> [Assignment]: A faithful transcription of all the data, images excluded, is the required answer.

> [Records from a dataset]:
◆ ◆ ◆ ◆

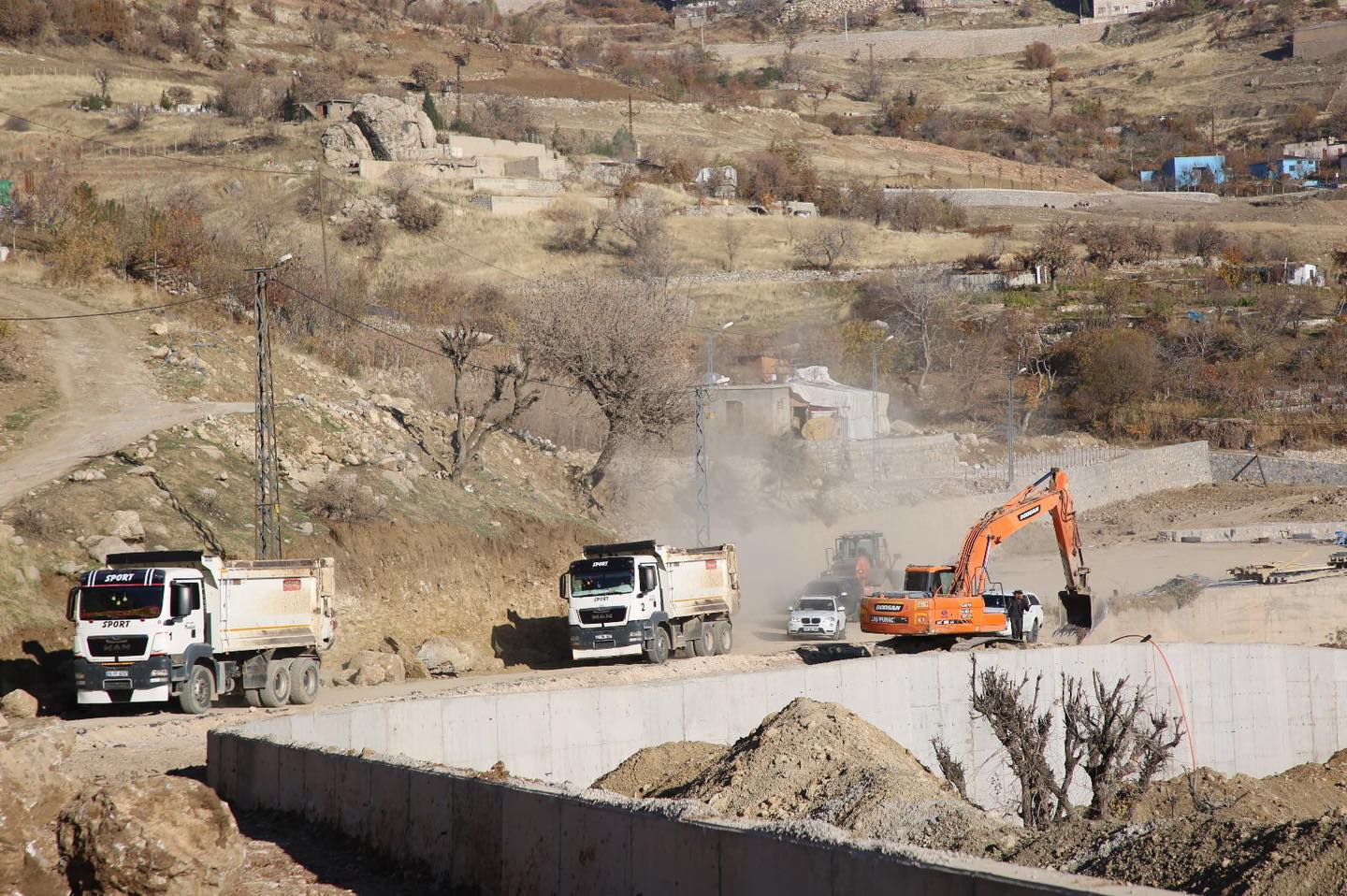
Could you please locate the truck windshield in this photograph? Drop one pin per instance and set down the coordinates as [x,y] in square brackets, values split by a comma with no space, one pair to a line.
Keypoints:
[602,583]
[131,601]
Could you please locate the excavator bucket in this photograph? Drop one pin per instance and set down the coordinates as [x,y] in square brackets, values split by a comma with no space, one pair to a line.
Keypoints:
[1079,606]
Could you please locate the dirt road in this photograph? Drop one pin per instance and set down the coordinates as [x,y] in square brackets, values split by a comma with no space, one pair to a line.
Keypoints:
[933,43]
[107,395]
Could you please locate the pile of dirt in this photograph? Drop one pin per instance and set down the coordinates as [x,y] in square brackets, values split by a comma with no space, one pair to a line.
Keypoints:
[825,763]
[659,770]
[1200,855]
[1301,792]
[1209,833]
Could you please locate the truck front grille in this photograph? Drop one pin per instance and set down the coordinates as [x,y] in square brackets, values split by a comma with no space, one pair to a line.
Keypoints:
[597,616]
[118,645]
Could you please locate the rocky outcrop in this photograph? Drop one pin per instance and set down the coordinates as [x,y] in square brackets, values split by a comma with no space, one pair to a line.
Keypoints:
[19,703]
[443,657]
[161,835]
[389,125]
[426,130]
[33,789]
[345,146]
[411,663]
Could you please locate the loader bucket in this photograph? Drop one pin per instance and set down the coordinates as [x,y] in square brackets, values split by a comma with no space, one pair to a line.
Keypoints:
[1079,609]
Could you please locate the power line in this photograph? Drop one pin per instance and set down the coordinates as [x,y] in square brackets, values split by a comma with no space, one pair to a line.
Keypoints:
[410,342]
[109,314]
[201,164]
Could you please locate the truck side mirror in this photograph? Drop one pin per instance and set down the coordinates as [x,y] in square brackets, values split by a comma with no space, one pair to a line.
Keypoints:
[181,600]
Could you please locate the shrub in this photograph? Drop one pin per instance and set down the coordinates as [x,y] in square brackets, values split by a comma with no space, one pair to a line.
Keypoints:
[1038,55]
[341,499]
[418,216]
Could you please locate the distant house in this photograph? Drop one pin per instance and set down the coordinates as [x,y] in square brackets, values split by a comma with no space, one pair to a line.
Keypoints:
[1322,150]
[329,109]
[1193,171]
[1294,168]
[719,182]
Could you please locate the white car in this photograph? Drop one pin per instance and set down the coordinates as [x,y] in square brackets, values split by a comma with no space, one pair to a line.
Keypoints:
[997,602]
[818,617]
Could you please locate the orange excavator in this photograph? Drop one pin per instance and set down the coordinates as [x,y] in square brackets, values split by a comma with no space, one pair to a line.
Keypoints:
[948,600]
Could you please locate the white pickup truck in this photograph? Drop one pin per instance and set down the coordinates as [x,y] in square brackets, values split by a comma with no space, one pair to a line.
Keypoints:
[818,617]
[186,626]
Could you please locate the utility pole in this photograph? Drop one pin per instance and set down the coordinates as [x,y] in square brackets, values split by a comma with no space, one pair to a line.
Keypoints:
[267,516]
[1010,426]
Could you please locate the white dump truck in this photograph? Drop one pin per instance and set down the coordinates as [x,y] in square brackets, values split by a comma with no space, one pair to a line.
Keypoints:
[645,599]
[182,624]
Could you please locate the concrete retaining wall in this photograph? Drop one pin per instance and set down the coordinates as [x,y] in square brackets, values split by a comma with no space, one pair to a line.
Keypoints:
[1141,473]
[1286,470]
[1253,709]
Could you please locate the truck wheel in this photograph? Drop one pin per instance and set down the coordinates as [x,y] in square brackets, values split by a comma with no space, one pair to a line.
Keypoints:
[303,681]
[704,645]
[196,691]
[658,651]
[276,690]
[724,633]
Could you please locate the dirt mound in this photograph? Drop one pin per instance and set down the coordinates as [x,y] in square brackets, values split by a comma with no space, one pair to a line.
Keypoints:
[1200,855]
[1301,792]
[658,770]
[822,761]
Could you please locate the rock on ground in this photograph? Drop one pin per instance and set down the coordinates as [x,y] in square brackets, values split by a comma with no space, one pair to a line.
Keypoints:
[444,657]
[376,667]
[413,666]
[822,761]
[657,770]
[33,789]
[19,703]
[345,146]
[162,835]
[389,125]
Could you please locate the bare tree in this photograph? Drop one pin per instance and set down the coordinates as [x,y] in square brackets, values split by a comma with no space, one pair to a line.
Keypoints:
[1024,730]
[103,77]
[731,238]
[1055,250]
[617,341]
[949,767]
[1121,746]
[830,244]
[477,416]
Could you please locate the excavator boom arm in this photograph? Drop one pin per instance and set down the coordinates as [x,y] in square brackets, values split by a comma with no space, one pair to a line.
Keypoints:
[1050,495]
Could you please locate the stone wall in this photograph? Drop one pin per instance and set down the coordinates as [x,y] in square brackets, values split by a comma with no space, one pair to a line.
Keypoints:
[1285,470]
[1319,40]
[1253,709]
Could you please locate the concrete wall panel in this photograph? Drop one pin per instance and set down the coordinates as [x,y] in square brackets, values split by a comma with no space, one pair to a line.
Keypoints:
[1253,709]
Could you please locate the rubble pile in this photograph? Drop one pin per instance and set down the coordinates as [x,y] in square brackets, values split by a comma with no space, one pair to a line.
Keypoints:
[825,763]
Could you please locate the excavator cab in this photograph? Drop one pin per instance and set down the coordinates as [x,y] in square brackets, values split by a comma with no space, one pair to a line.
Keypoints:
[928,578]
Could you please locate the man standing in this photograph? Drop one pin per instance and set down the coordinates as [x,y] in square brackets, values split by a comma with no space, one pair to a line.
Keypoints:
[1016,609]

◆ ◆ ◆ ◆

> [Solution]:
Could you please locate the truck windshield in this photograph? Drop one pin per instance and set down the coordinates as [x,y] in square brackets, values split by a comma with no space, one pair to a line.
Keypoints:
[602,583]
[131,601]
Could you please locate the excavator bucket in this photograph? Drop one pin per instance and set down the coordinates as [x,y] in square brackets, values split by a comma with no space, one pair to a line.
Keypoints:
[1079,606]
Could you please locate the dirt road in this photograph? Drop one pin per instance and set down the coordinates as [x,y] in square brackets, values split by a comma with no space, one pair to a line.
Keypoints:
[933,43]
[107,395]
Could you please locate the pile of dirt in this photograph? Drop one pin per instance and set down the coordinates as [x,y] in square brackets, values split by a comma with no space, one pair to a line.
Keypoints:
[825,763]
[659,770]
[1200,855]
[1301,792]
[1209,833]
Could you please locate the truck front grille in this photograph? Drop one pin per instance and set down the coordinates as [x,y] in square brackets, values split by a comma with no space, one pair to a line.
Keypoints:
[597,616]
[118,645]
Could you please locate the rocky outcrop in this photograph? Drop one pin per instance and set down the coordinates as [x,y] in square brackets, values split by a comma with no space, one pair to a line.
Keypoints:
[19,703]
[443,657]
[161,835]
[389,125]
[426,130]
[33,789]
[345,146]
[411,663]
Could you please locate the loader bucket in this photograph? Drop one pin per instance and set down the coordinates as [x,y] in square brackets, values split by a comma with no space, one pair to a line.
Keypoints:
[1079,609]
Could you please locate the power line in this photograph? Drop one pin per instance and set down the coordinates as [x,y] in square brackets, values split by a comma with no space, one pair to a line.
Keypoints:
[410,342]
[109,314]
[201,164]
Could you please locate the truck side mirror in this photograph? Drop one pin per instance and set down the coordinates as [x,y] in square brackets, values split by a comma with no space, one pair to a line.
Keypoints:
[181,600]
Could you please locate the shrub in this photograph? Drop one pin per instance and set down the coordinates as [x,y] in square brackets, values split by a comma with no space, one pair to a line.
Keypoints:
[1038,55]
[341,499]
[418,216]
Could you please locate the distant house in this photograph? Drop one pin per instance and set down the coordinates as [x,y] in square brackets, values split by a comma with no space, one pair to a line.
Keypoints:
[1322,150]
[329,109]
[1193,171]
[1294,168]
[719,182]
Could you please locate the white car in this photograph? Drop one pin per instance and set down the coordinates as [x,y] in square brackets, values split by a comma with no space, one pair to a line.
Keypoints:
[997,602]
[818,617]
Could you please locate the orange excavator in this photograph? Drop one pin per instance and set down the coordinates as [x,y] in square brackets, values split by a comma with no space, one pair to a line.
Keypoints:
[948,600]
Could you please locate the white pickup truck in this photograph? Drop one pin per instance and set down the coordinates as [x,y] in square brackets, values split by a comma with no space, one pair to a line.
Keypoints:
[818,617]
[186,626]
Could you please locate the utility pole in this photograph? Drop one pin per instance and set down the coordinates as [x,y] in square brackets, values split by a comma with no space, one pair to a line.
Keypoints:
[267,516]
[1010,426]
Could you please locate the white dump truck in this photograph? Drop one pin per instance and set down the coordinates as [x,y] in square brackets, values split by a comma with no space, one pair to a line.
Keypoints:
[645,599]
[182,624]
Could you please locate the concrete retaining wall in this photograph? Drop one pin per instance and set down the coordinates as [x,y] in square brackets, values split by a comma with no space, one pair to a line.
Keypoints:
[1141,473]
[1286,470]
[1253,709]
Could you please locate the truck wheel in this photograph? Drop one pin per instance and set down the coordinates as [x,y] in square brackets, values split by a comma with no space, one pair to a line.
Keypoints:
[303,681]
[704,645]
[196,691]
[658,651]
[276,690]
[724,633]
Could you please locate the dirt mound in this photograph? Drop one pin per instance and set down the coordinates as [x,y] in square brackets, values split by a comma with no space, one pair to a line.
Keypoints:
[1200,855]
[1301,792]
[658,770]
[822,761]
Could you please locate the rock on ground in this photograph? Drop one pin per instance and set down the coordinates as [x,y] in square brackets, values split by a comma with no space, one pair to a line.
Keypoints:
[444,657]
[376,667]
[413,666]
[822,761]
[657,770]
[33,789]
[19,703]
[345,146]
[162,835]
[389,125]
Could you please locate the bare tree in this photograph? Drop one pin per instance and set down the coordinates as [x,y] in square brackets, values split by a comma with no space, one pair to a line.
Keypoints:
[1024,730]
[103,77]
[731,238]
[1055,250]
[617,341]
[949,767]
[1121,746]
[830,244]
[477,416]
Could you please locate the excavator boom arm in this photograph? Drop one pin per instance and set down the coordinates as [x,y] in square brackets, values split by a comma with no space, one pair to a line.
Keypoints:
[1050,495]
Could you please locate the stone wall in this photograph? Drop one pin per instance and set down the coordinates as [x,y] in square brackets, values split by a comma with no space, one pair to a line.
Keypoints:
[1285,470]
[1319,40]
[1253,709]
Could you please locate the concrete wall panel in this photograph? Drop one pin per instance and set down the coordinates as [x,y] in square brackets, values split by a comma with no space, one pair to a line.
Keypoints:
[1253,709]
Could you please locate the rubble pile in this photograph? Drop one pin per instance and set down the coordinates as [x,y] in square brackets, values split by a comma with no space, one pair to a line.
Keypoints:
[825,763]
Could you please locate the excavator cab in this photograph? Drop one pin per instance and set down the coordinates as [x,y] in square brackets, values split by a comma with no space, one pair to a line.
Keypoints:
[928,578]
Could you please locate the man standing in this photograph? Drop one pin per instance and set down the coordinates as [x,y] in square brackets, values split by a comma with no space, one pair to a line.
Keypoints:
[1016,609]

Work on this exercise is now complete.